According to Drabu, the factors underlying J&K’s better than national average human development indicators are that along with the land reforms, there was a massive debt write-off undertaken over a period of twenty years between 1951 and 1973. It is because of this that the incidence of indebtedness in J&K is at the second lowest. Landless labour in the state is nearly absent and land ownership translating into economic empowerment has led to more than 25% of the household earnings in J&K coming from own cultivation. As a result, the incidence of poverty in the state is remarkably low with households living below the poverty line at 10% against the all India average of 22%.

The case of land reforms in J&K and the consequent prosperity within the society and economy presents us with a unique example in the history of Indian subcontinent. Rather than an objective study on what made this possible, what we have witnessed in the past year is an enormous propaganda machinery not only systematically propagating misinformation and falsehood, but also meticulously working to shift the agenda and discourse of public policy.

::::::::

* DIRECTIVE 1
Please reproduce word for word the part of the passage on land reforms in J&K starting with "According to Drabu, the" and going on through "average of 22%.".
* DIRECTIVE 2
Using the passage on land reforms in J&K, decide whether each statement agrees with it, answering yes or no and quoting the words that decide it: (a) The debt write-off in J&K was carried out between 1951 and 1973. (b) In J&K, 22% of households live below the poverty line. (c) Landless labour is widespread in the state.
* DIRECTIVE 3
List every percentage figure that appears in the passage on land reforms in J&K.

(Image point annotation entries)

::::::::

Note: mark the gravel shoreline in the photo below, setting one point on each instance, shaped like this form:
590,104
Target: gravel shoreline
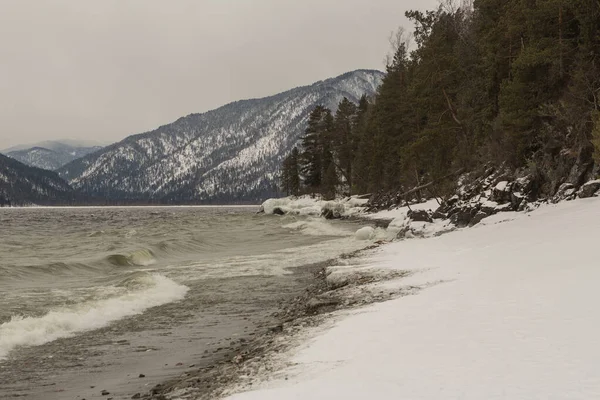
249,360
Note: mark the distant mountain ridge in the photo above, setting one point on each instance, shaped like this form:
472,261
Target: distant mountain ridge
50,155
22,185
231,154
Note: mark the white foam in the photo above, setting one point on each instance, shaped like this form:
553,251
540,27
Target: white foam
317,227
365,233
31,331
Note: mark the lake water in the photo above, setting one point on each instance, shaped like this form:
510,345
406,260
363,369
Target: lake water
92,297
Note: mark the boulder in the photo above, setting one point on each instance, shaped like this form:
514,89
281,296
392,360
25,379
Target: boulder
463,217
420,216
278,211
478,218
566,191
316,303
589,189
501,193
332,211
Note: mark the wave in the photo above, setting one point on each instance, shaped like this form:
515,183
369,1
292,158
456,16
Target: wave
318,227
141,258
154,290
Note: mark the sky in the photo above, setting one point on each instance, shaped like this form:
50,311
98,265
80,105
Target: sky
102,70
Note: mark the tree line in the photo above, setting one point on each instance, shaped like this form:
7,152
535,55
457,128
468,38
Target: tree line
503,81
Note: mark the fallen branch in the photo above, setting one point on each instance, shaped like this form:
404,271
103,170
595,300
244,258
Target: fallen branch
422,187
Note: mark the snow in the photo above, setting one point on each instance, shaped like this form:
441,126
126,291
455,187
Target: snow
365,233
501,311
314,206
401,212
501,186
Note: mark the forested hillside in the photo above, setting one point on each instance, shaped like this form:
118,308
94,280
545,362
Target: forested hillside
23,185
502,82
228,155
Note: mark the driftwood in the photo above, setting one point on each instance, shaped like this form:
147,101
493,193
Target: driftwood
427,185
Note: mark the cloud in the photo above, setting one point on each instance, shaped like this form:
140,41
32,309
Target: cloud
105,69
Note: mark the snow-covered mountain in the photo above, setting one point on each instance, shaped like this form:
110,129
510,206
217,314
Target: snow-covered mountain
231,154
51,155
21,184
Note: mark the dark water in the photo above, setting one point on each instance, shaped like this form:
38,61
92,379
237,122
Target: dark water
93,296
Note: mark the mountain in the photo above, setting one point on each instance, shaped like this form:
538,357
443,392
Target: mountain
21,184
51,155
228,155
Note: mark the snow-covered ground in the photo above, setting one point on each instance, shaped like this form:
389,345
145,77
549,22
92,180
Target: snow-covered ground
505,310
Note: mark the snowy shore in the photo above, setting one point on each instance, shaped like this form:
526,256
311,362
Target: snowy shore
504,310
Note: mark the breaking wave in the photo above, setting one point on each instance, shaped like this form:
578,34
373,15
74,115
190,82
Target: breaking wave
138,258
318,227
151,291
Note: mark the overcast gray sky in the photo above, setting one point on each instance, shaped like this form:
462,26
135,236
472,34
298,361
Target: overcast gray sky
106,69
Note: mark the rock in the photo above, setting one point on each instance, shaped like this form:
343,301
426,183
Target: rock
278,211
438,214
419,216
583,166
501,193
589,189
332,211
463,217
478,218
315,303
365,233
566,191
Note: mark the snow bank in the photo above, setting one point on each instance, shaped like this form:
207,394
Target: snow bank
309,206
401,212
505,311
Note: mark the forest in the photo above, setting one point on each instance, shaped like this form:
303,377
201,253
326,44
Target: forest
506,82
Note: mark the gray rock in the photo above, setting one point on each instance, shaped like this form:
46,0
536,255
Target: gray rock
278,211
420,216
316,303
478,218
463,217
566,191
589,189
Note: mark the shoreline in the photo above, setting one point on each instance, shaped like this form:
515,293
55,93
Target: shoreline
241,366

::::::::

* CORRECT ANSWER 1
According to Drabu, the factors underlying J&K’s better than national average human development indicators are that along with the land reforms, there was a massive debt write-off undertaken over a period of twenty years between 1951 and 1973. It is because of this that the incidence of indebtedness in J&K is at the second lowest. Landless labour in the state is nearly absent and land ownership translating into economic empowerment has led to more than 25% of the household earnings in J&K coming from own cultivation. As a result, the incidence of poverty in the state is remarkably low with households living below the poverty line at 10% against the all India average of 22%.

* CORRECT ANSWER 2
(a) Yes: "a massive debt write-off undertaken over a period of twenty years between 1951 and 1973"
(b) No: "households living below the poverty line at 10% against the all India average of 22%"
(c) No: "Landless labour in the state is nearly absent"

* CORRECT ANSWER 3
25%, 10%, 22%